- _WHAT IS NEEDED_:
Find "spot the reflection in glass facade." and "spot the tan brick facade." in the records below. Copy the lines holding them and every line between, exactly, and no others.
*** THE INPUT Section Begins ***
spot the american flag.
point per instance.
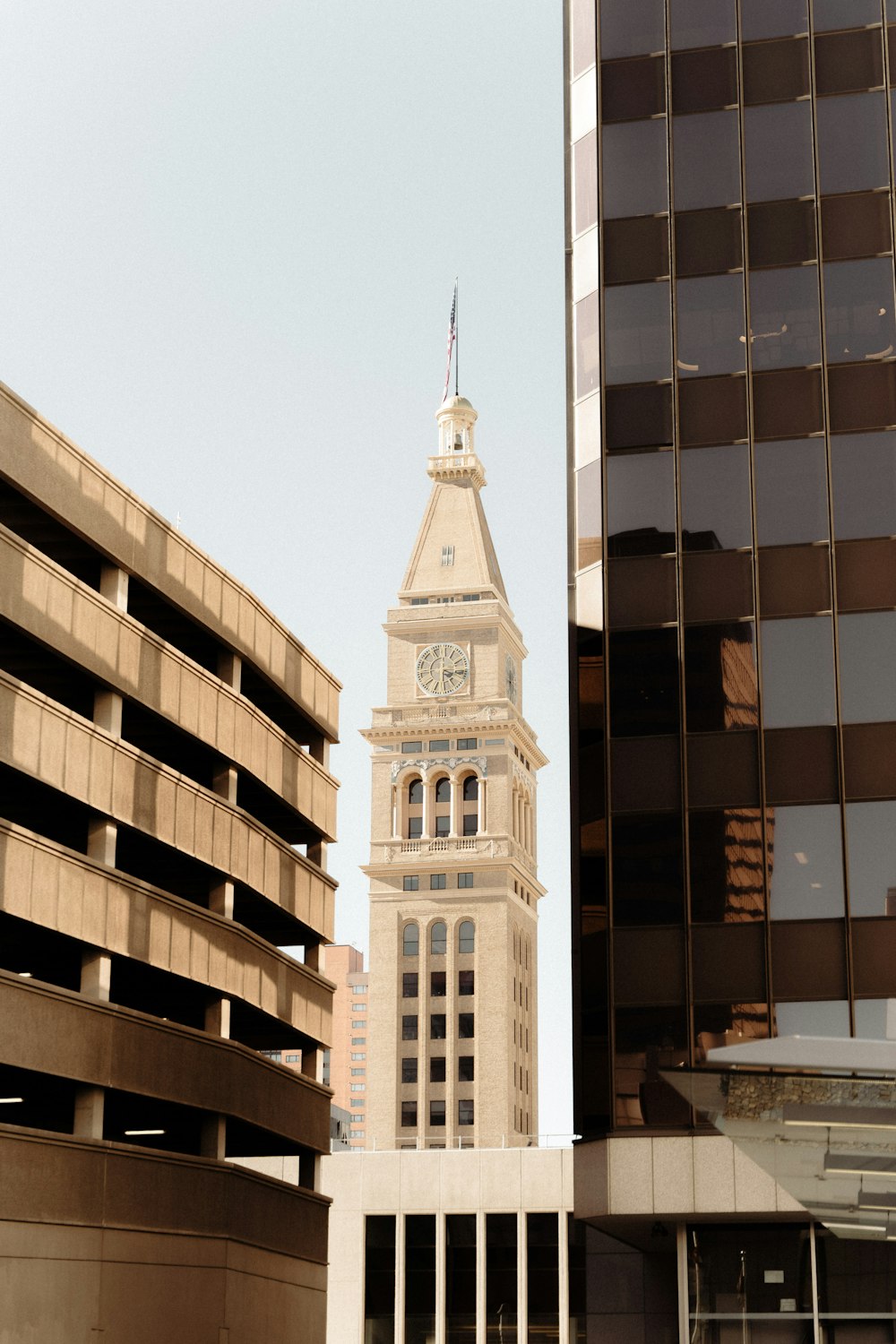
(452, 338)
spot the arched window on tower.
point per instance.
(416, 809)
(470, 806)
(444, 806)
(438, 940)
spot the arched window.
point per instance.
(438, 940)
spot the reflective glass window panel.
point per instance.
(728, 1265)
(864, 481)
(849, 61)
(646, 1040)
(783, 314)
(637, 331)
(379, 1279)
(855, 226)
(778, 151)
(632, 89)
(460, 1279)
(797, 672)
(419, 1279)
(711, 325)
(868, 667)
(589, 524)
(813, 1018)
(707, 242)
(791, 492)
(501, 1279)
(850, 1279)
(844, 13)
(582, 35)
(543, 1276)
(587, 344)
(780, 233)
(648, 870)
(726, 866)
(852, 142)
(876, 1021)
(720, 676)
(641, 504)
(634, 168)
(871, 847)
(858, 309)
(715, 499)
(702, 81)
(775, 72)
(772, 19)
(707, 160)
(635, 249)
(584, 183)
(643, 683)
(805, 863)
(702, 23)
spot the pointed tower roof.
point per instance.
(452, 548)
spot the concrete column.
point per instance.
(113, 586)
(89, 1107)
(218, 1018)
(230, 668)
(225, 782)
(107, 711)
(96, 975)
(319, 750)
(102, 835)
(214, 1137)
(220, 900)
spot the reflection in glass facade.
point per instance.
(734, 459)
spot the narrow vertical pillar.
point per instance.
(113, 586)
(214, 1137)
(102, 835)
(89, 1112)
(220, 900)
(96, 975)
(218, 1018)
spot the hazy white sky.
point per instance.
(230, 233)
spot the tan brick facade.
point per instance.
(452, 839)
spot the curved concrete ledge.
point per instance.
(48, 468)
(66, 615)
(58, 889)
(66, 752)
(108, 1046)
(56, 1179)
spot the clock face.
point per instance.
(443, 668)
(509, 672)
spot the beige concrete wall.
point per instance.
(69, 616)
(134, 1271)
(47, 467)
(61, 749)
(53, 887)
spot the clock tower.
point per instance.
(452, 1059)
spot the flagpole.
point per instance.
(457, 346)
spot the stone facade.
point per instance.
(452, 839)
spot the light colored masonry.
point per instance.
(452, 1053)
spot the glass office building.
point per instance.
(732, 459)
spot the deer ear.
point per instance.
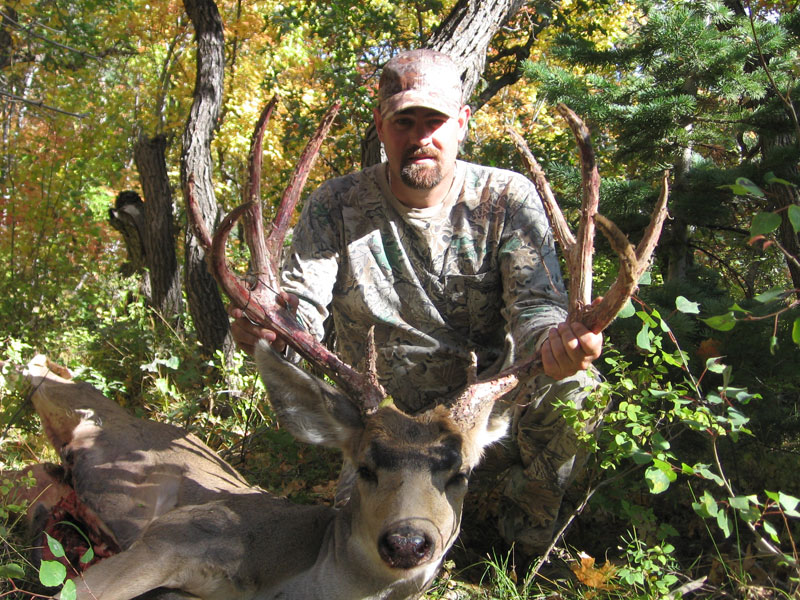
*** THE INPUT Section Ends ***
- _ANSWER SPACE_:
spot the reflection in glass facade.
point per instance.
(734, 459)
spot the narrow vertical pillar.
point per instance.
(113, 586)
(214, 1137)
(102, 835)
(89, 1112)
(220, 900)
(96, 975)
(218, 1018)
spot the hazy white sky.
point per instance.
(230, 233)
spot the tan brick facade.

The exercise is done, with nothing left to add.